SELECTED EXCERPT
####################

The markets are firmly focused on the pound ahead of today’s inflation data, which is expected to show that inflationary pressures are still weighing on the UK economy. Many investors feel that should we see CPI data for December continuing to rise above the 2% target, in tandem with increased prices, then the BoE will raise interest rates sooner than expected. For the pound this is a short term boost but potentially longer term issue as it signals a change in monetary policy direction for the BoE that could be costly during such an austere spending budget.


Yesterday the greenback dropped off against the euro and the pound, reversing strong earlier gains as a US report showed housing starts were expected to decline in December. The underlying problems with a weak housing market in the US continued rumours that the Fed will keep interest rates on hold for a while yet. Elsewhere, headway could be being made in the 'currency wars' as Chinese president Hu Jintao arrived in the US today for bilateral talks. Currently, the US complains about China’s huge overall and bilateral trade surpluses, exchange rate peg, vast foreign currency reserves and violations of intellectual property rights. China complains about incompetent US financial regulation, vast fiscal deficits and the Federal Reserve’s quantitative easing. Yet the meeting may not be as inauspicious as it seems with both keen to address the currency issue as they look to secure their positions as the key players on the global recovery.


The single currency fell against the dollar yesterday as disagreement and conjecture continued among EU finance leaders over the size of the Eurozone safety fund (EFSF) and the Irish PM was mired in political turmoil as he faces a no confidence vote. The euro also slipped off against the pound after gains last week due to successful bond auctions in Portugal and Spain. Finance ministers met in Brussels on Monday to discuss potentially increasing the size of the emergency fund. However, despite the euro initially making gains due to the arrest of a slide in Chinese shares boosting risk appetite, by the end of the day there was still uncertainty over any increase to the size of the bailout fund and the Euro dropped after speculation that the Irish state may have to take control of the Bank of Ireland as it struggles to raise additional capital.

There were no indications that the ministers were closing down on any firm decisions yesterday. Jean-Claude Junker stated that they discussed many options but favoured none. There is pressure to work quickly before the euro suffers further losses.

####################

AVAILABLE DATA
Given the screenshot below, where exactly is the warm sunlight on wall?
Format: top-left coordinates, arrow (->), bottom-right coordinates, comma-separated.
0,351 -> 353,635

####################

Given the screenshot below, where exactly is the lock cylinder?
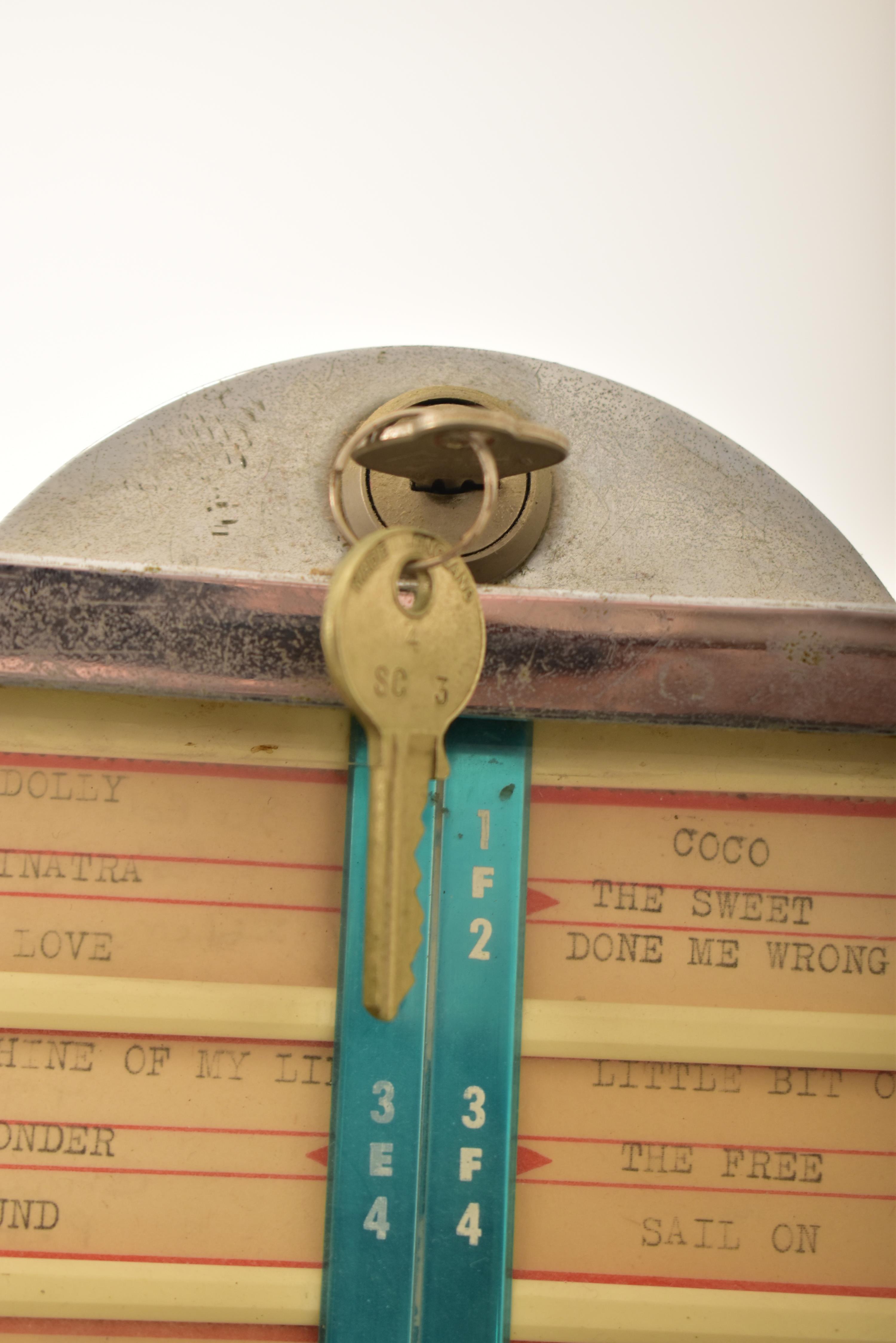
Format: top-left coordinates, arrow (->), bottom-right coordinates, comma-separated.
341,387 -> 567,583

####################

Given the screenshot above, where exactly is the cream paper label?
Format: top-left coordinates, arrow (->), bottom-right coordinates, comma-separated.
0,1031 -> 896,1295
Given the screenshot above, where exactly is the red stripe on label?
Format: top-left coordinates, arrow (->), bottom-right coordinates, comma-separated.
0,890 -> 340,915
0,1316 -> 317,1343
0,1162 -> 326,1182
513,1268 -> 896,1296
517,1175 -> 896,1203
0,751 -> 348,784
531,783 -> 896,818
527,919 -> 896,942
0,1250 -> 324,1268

####################

THINGS TO DO
A. Repeat the part of the currency market commentary from "The markets are" up to and including "austere spending budget.".
B. In the currency market commentary, where did finance ministers meet on Monday to discuss increasing the size of the emergency fund?
The lines come from a separate source unrelated to the commentary.

COMPLETED EXERCISE
A.
The markets are firmly focused on the pound ahead of today’s inflation data, which is expected to show that inflationary pressures are still weighing on the UK economy. Many investors feel that should we see CPI data for December continuing to rise above the 2% target, in tandem with increased prices, then the BoE will raise interest rates sooner than expected. For the pound this is a short term boost but potentially longer term issue as it signals a change in monetary policy direction for the BoE that could be costly during such an austere spending budget.

B. In Brussels.